→ The problem:
Repeat the data below word for word, leaving out the pictures.

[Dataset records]
┄┄┄┄┄┄┄┄┄┄

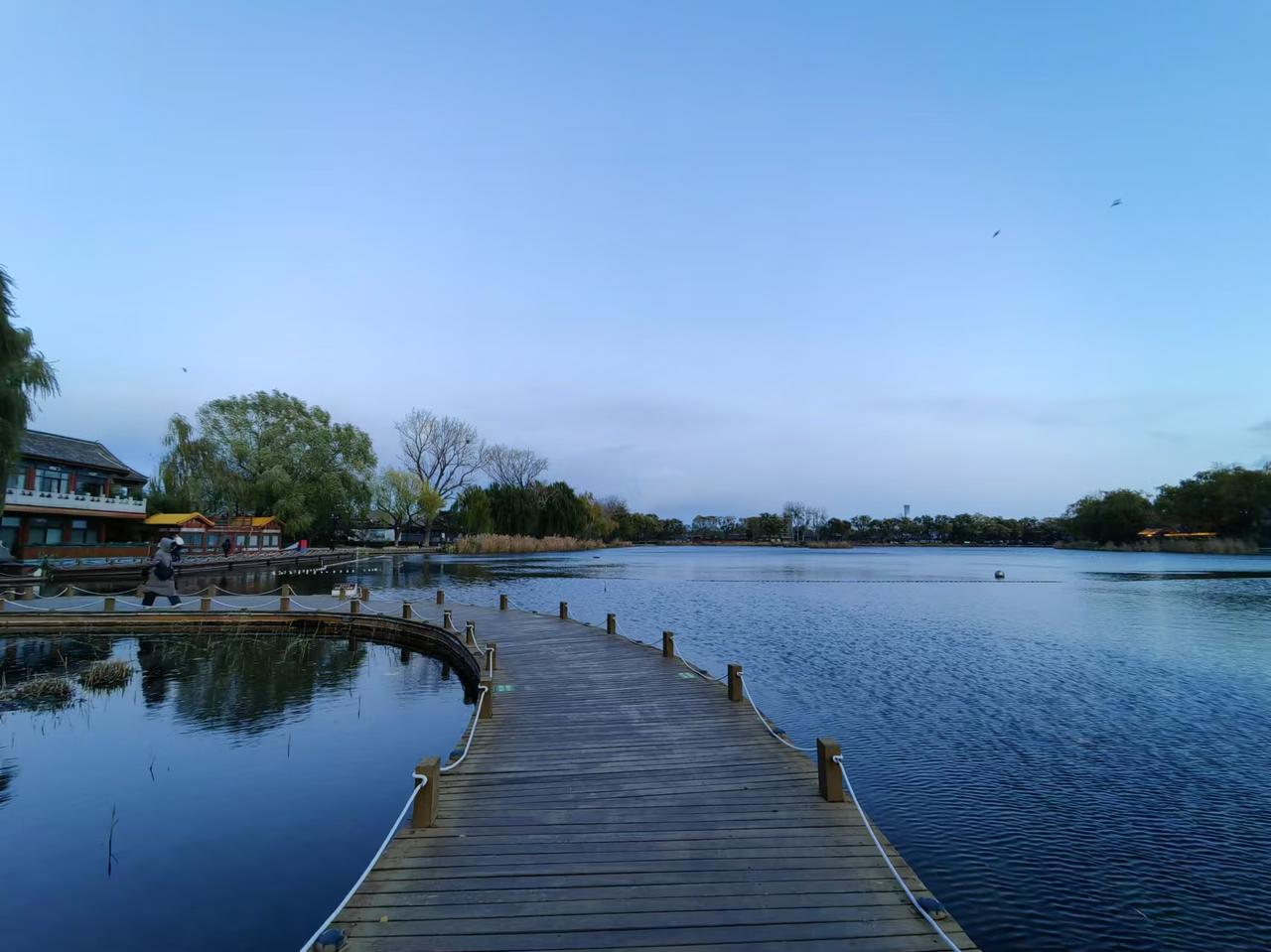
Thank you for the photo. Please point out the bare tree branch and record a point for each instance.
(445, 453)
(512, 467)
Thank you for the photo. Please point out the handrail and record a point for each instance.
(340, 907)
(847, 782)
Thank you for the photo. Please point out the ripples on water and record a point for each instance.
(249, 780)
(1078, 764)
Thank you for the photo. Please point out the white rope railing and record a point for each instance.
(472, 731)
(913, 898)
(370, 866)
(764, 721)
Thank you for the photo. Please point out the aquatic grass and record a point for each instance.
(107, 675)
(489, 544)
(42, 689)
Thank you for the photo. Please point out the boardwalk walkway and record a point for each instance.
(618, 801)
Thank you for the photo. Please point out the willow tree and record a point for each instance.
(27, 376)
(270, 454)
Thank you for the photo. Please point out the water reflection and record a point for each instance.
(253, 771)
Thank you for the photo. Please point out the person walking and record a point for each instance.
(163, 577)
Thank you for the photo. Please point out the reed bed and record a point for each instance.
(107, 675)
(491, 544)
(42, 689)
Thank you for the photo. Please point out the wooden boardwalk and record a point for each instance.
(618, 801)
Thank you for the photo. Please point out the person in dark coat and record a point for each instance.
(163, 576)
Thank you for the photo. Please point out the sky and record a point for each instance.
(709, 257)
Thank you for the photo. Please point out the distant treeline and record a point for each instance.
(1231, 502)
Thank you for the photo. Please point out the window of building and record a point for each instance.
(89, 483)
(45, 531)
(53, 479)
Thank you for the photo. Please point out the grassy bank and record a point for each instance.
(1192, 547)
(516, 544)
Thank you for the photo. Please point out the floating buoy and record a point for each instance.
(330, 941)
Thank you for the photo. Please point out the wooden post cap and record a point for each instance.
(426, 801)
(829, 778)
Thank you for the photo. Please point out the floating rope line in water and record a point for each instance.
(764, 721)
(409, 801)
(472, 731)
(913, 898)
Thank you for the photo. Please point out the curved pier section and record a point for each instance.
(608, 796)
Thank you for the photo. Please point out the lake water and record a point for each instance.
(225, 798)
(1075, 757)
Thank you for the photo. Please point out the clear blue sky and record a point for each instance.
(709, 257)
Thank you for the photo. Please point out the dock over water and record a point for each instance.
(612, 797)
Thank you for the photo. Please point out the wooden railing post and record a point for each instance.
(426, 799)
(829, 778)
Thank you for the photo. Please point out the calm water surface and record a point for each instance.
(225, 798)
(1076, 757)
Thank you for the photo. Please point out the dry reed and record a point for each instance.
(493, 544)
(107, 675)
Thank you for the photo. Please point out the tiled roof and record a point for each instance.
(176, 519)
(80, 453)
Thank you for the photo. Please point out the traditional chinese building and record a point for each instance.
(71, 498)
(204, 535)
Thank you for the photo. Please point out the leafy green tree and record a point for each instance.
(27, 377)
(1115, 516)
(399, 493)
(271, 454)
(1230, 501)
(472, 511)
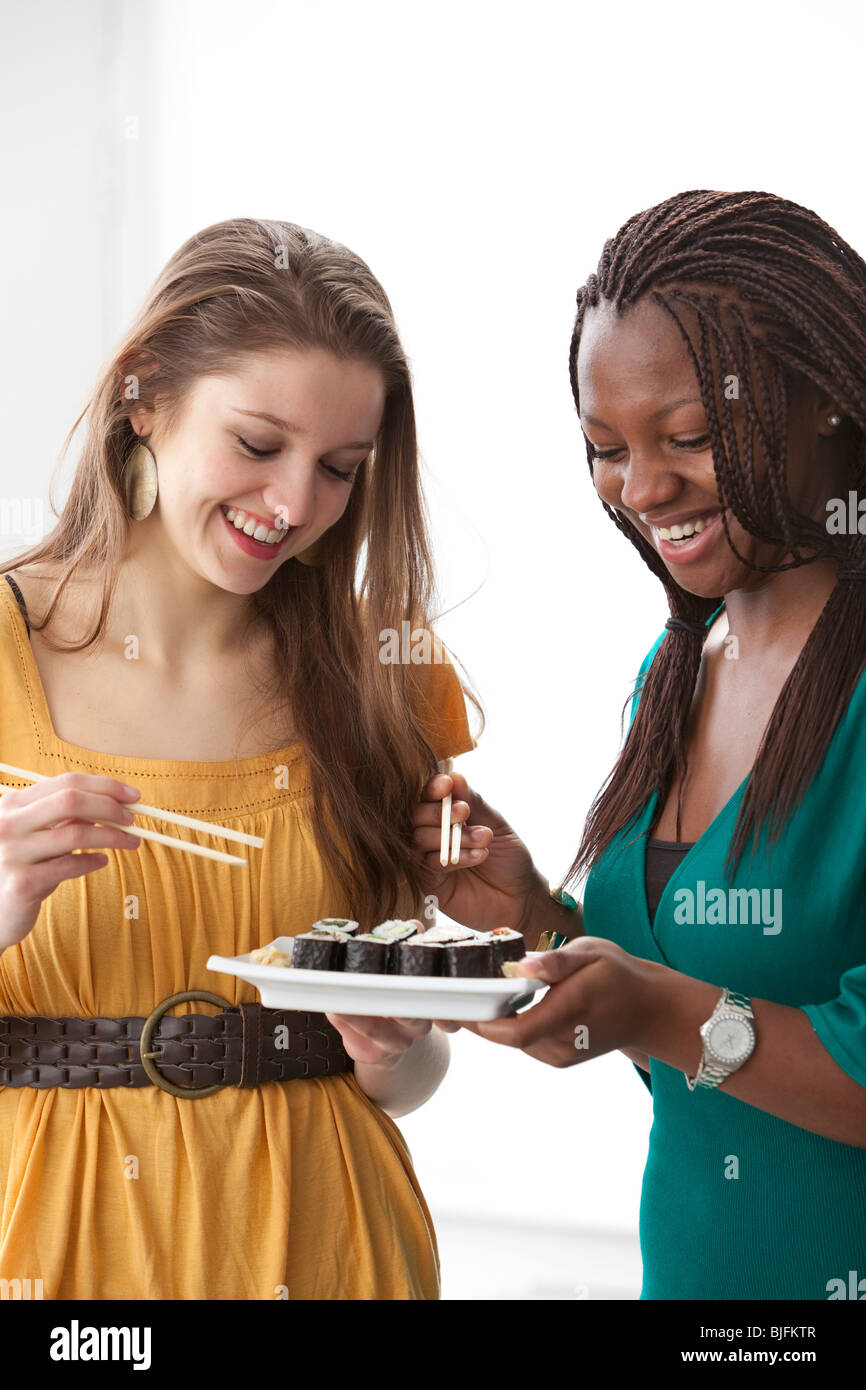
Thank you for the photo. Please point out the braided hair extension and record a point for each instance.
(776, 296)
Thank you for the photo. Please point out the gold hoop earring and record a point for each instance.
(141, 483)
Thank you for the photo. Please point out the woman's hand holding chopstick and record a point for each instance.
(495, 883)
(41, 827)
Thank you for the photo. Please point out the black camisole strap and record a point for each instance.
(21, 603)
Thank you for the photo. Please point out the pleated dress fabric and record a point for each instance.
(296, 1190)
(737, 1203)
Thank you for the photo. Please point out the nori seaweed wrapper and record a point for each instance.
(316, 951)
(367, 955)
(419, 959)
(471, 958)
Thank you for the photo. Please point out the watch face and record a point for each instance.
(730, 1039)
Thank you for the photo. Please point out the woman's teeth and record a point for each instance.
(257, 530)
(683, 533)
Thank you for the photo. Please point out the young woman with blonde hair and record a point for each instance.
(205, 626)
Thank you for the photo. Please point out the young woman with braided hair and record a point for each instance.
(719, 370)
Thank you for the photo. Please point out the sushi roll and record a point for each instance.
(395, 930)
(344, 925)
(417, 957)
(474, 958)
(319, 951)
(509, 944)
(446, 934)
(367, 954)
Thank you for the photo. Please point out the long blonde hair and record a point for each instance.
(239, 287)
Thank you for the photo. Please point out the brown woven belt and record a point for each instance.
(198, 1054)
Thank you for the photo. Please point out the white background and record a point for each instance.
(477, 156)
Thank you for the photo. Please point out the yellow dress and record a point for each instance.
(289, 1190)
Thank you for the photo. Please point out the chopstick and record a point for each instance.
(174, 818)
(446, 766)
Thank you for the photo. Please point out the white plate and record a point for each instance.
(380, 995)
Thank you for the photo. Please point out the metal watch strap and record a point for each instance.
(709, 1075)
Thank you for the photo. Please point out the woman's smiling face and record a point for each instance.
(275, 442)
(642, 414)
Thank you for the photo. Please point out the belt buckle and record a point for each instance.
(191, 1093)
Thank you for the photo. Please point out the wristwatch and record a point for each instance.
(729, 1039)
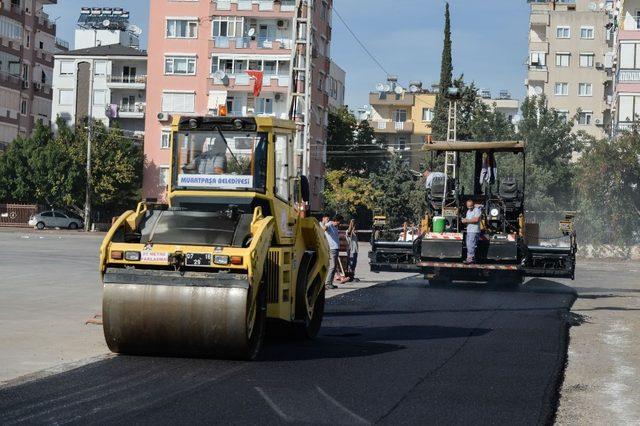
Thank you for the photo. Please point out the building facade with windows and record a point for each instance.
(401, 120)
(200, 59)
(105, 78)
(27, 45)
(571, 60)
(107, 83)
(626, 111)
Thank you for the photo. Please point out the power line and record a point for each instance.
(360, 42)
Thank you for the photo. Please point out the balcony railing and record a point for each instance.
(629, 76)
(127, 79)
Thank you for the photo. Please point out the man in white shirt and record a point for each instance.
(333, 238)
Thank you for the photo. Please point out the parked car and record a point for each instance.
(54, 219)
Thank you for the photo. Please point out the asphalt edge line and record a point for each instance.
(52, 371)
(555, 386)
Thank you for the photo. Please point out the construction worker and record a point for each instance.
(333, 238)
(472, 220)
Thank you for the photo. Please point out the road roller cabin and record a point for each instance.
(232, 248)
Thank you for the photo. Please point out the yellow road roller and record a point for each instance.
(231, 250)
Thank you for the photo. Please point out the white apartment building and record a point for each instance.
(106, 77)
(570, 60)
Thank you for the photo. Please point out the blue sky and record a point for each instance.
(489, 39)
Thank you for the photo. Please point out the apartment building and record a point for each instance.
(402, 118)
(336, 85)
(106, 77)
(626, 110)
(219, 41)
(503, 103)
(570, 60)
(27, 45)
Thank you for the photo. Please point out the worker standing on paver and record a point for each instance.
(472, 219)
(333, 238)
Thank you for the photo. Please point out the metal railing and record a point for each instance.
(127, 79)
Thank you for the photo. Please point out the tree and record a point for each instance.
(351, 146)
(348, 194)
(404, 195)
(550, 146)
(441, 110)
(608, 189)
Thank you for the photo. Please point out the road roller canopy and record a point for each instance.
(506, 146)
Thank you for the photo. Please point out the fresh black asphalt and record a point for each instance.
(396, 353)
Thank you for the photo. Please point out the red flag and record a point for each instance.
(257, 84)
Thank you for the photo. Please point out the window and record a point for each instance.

┄┄┄┄┄┄┄┄┄┄

→ Answer to this problem:
Thank you for the photo. Please point out the bare tree branch and record a point for each instance.
(445, 453)
(512, 467)
Thank you for the photo. Please point out the handrail and record a point for each instance.
(340, 907)
(847, 782)
Thank you for the photo. Please point out the ripples on water and record a point for each instance.
(249, 780)
(1078, 764)
Thank you for the photo. Please point out the white rope railing and record a point for each instance.
(472, 731)
(913, 898)
(370, 866)
(764, 721)
Thank you for the photo. Please point out the aquatic grass and record a point for each instance.
(107, 675)
(489, 544)
(42, 689)
Thank you for the photo. Please point out the boardwalk walkway and record a point for each instance.
(618, 801)
Thank you for the photo. Please point out the willow tree and record a point for each instance.
(27, 376)
(270, 454)
Thank you for the photo. Please point out the water reflection and record a point for each instance.
(253, 771)
Thank you for the photo. Please point out the person walking and record a point for each instance.
(163, 577)
Thank you for the photo. Please point out the reed bed and record a point for each instance.
(107, 675)
(491, 544)
(42, 689)
Thank you for the photo. Please point out the wooden boardwalk and record a point for each instance.
(618, 801)
Thank you for the photo. Please point out the person in dark coat and record a point for each instance.
(163, 576)
Thank you for the photo. Please point out the sky and record a point for each instance.
(709, 257)
Thank you for the photo. Please point out the distant treeline and record a point for each instance.
(1231, 502)
Thank you for the photo. Please point out the window of building and record a point for each instance.
(89, 483)
(45, 531)
(53, 479)
Thank you for the photo. Please point out the grassy bank and record a point for each instance.
(1192, 547)
(516, 544)
Thank you for the photo. Please point out the floating buoy and record a point for each instance.
(330, 941)
Thank you for the photo. Please point out the wooden post cap and record a point for each instance.
(426, 801)
(829, 778)
Thank you for the photo. Please point out the floating rope line in water and record a point for each instance.
(764, 721)
(409, 801)
(472, 731)
(913, 898)
Thank you for the photo. Please point out the curved pier section and record a point for each instance.
(608, 796)
Thank you for the photo. Please point out the lake water and record a point for each instance.
(225, 798)
(1075, 757)
Thank you for the photo. Please point out the clear blue sky and record a point for each instance.
(709, 257)
Thank you for the photo. Please point out the dock over water and record a point for each instance.
(612, 797)
Thank you for the photo. Please point out the wooden railing post and record a point for each instance.
(426, 799)
(829, 778)
Thank you for the photo. Please point out the calm water surface and record a point for each instance.
(225, 798)
(1076, 757)
Thank you for the photo. Please point out the dry reed and record a point for each instance.
(493, 544)
(107, 675)
Thank you for the photo. Please point out the tiled roof and record a point for each instance.
(176, 519)
(80, 453)
Thank you for the photo. Please point out the traditional chinese building and record a point for each instance.
(71, 498)
(204, 535)
Thank you for the photo. Please point out the leafy green tree and record a point for each instance.
(27, 377)
(1115, 516)
(399, 493)
(271, 454)
(1230, 501)
(472, 511)
Thank you for the photo. Please point out the braided hair extension and record a point for each instance.
(776, 296)
Thank you for the photo. Please point out the gold hoop earring and record a point for each instance.
(141, 483)
Thank you for the photo. Please point out the woman's hand holding chopstick and record a point for each instance.
(495, 883)
(41, 827)
Thank you for the photo. Please point out the black camisole strap and record a point for each instance.
(21, 603)
Thank you for the photo. Please point out the pleated dress fabric and record a point for each instance.
(296, 1190)
(737, 1203)
Thank you for the photo. Please point out the nori seaweed wrapper and record a point for each instance.
(316, 951)
(367, 955)
(419, 959)
(471, 958)
Thank you for the photo. Please point out the watch face and record a point for each instance.
(730, 1039)
Thank you for the photo. Please point out the woman's teeth and record a point for each instance.
(257, 530)
(683, 533)
Thank you for the photo. Please point out the young woman with blonde hair and record a point for each instance.
(205, 626)
Thank you for the photo. Please point out the young woman with braided hair and record a point for each instance.
(719, 370)
Thank you for the photo. Please point out the sushi roll and record a point for each instance.
(395, 930)
(344, 925)
(417, 957)
(474, 958)
(319, 951)
(509, 944)
(446, 934)
(367, 954)
Thank you for the photo. Please point out the long blonde hair and record a point for each instance.
(239, 287)
Thank you for the photo. Please point out the brown woven belt and record a point for each instance.
(198, 1054)
Thank you for the photo. Please point out the white background and record a point for each instance.
(477, 156)
Thank you for the photo. Please point out the yellow dress and record a point for each instance.
(289, 1190)
Thank you for the photo. Please point out the chopstick and record a point for each instance.
(174, 818)
(446, 766)
Thank you for the photo. Please point out the white plate and record a point for each instance.
(380, 995)
Thank you for the photo. Please point out the metal watch strap and record a point for each instance.
(709, 1075)
Thank you for the photo. Please point out the woman's smiling face and record a point for each instance.
(275, 442)
(642, 414)
Thank you for the photo. Please point out the belt buckle and record a point for each instance.
(191, 1093)
Thank you for the photo. Please point out the wristwatch and record a point for each instance.
(729, 1039)
Thank you for the photo. Please point out the building facade with windows and record a point for each instance.
(401, 120)
(200, 59)
(105, 78)
(27, 45)
(571, 60)
(107, 83)
(626, 111)
Thank you for the photo. Please point out the power line and record a point for each instance.
(360, 42)
Thank you for the photo. Please point out the balcony railing and record a point for each instance.
(629, 76)
(127, 79)
Thank you for the photo. Please point out the man in white shirt and record a point for each instance.
(333, 238)
Thank you for the photo. Please point out the parked car and record a point for each instance.
(54, 219)
Thank you for the photo. Please point out the asphalt edge line and record a point for each instance.
(52, 371)
(555, 386)
Thank you for the photo. Please point out the construction worker and record a point for each instance.
(333, 238)
(472, 220)
Thank you for the photo. Please point out the road roller cabin and record a point for each instance.
(232, 248)
Thank you for the photo. Please point out the yellow road roller and record a point for each instance.
(231, 250)
Thank you for the photo. Please point out the white apartment building and record a point for each instance.
(106, 77)
(570, 60)
Thank you for the photo. Please point out the blue sky and record a point for each instance.
(489, 39)
Thank you for the photo. Please point out the apartment building and record a point for each instance.
(402, 118)
(336, 85)
(106, 77)
(626, 110)
(219, 41)
(503, 103)
(570, 60)
(27, 45)
Thank you for the photo. Please point out the worker standing on paver and record a point for each instance.
(472, 219)
(333, 238)
Thank you for the photo. Please point out the metal railing and record a point for each instance.
(127, 79)
Thank you for the photo. Please point out the tree and record a point for each instance.
(351, 146)
(348, 194)
(404, 195)
(550, 146)
(441, 110)
(608, 189)
Thank you for the photo. Please point out the road roller canopy and record a point for each instance.
(506, 146)
Thank you for the photo. Please point out the fresh black asphalt and record a point for each instance.
(396, 353)
Thank you for the photo. Please point out the red flag and record a point for each instance.
(257, 84)
Thank you for the photo. Please point out the window and record a point for each instance.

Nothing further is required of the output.